TASK PROMPT>
Reproduce each of the items below word for word, omitting the pictures.

DATA LISTING>
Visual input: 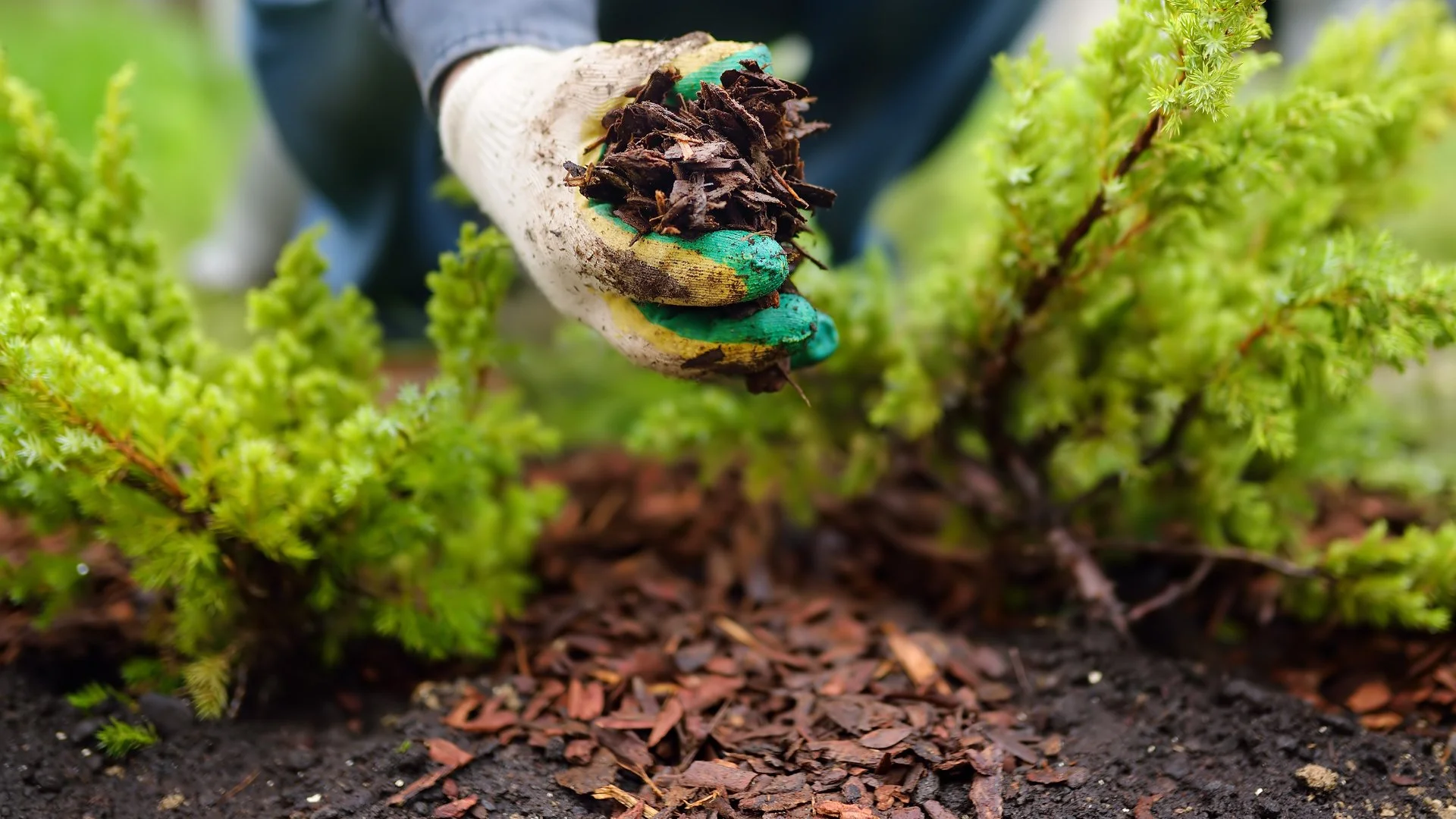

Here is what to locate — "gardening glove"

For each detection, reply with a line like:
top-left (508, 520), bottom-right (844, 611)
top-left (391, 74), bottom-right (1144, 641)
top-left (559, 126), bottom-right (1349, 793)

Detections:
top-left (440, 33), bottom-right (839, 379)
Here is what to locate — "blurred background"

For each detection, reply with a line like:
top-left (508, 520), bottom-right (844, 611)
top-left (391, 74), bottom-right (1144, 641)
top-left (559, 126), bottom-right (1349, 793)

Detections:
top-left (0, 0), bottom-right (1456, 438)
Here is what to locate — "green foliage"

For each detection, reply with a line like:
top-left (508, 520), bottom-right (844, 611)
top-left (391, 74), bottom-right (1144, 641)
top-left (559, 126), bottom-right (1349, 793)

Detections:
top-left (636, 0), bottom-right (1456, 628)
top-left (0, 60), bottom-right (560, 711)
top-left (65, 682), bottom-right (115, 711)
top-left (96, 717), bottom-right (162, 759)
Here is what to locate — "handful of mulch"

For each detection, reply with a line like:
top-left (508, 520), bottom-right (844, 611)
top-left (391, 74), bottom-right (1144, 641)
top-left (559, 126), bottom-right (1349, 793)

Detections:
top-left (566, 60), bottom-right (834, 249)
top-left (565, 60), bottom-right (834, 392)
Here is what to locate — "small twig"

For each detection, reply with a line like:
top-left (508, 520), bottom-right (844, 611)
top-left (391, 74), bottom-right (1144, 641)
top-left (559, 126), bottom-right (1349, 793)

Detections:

FULL OUTPUT>
Visual input: 

Here is what to locate — "gardening glove"

For each detection, reply with a line like:
top-left (508, 520), bottom-right (844, 611)
top-left (391, 74), bottom-right (1144, 641)
top-left (559, 126), bottom-right (1349, 793)

Detections:
top-left (440, 33), bottom-right (839, 379)
Here is what to locate — "blurred background"

For each detection, reply with a line like:
top-left (508, 520), bottom-right (844, 611)
top-left (391, 74), bottom-right (1144, 641)
top-left (559, 126), bottom-right (1349, 793)

Detections:
top-left (0, 0), bottom-right (1456, 438)
Here is what to locate — "green foliage"

For each detection, reply with a line like:
top-left (508, 520), bottom-right (844, 611)
top-left (391, 74), bottom-right (1144, 641)
top-left (559, 126), bottom-right (1349, 793)

Detections:
top-left (636, 0), bottom-right (1456, 628)
top-left (0, 60), bottom-right (560, 711)
top-left (65, 682), bottom-right (115, 711)
top-left (96, 717), bottom-right (162, 759)
Here is what to locate — "handful of mulch"

For each detection, reply with a line like:
top-left (508, 520), bottom-right (844, 611)
top-left (391, 74), bottom-right (1144, 641)
top-left (559, 126), bottom-right (1349, 793)

Detections:
top-left (566, 60), bottom-right (834, 249)
top-left (565, 60), bottom-right (834, 392)
Here is what to locate — "small twig"

For each detection, reply with a line like:
top-left (508, 520), bottom-right (844, 611)
top-left (391, 74), bottom-right (1144, 641)
top-left (559, 126), bottom-right (1349, 793)

Detections:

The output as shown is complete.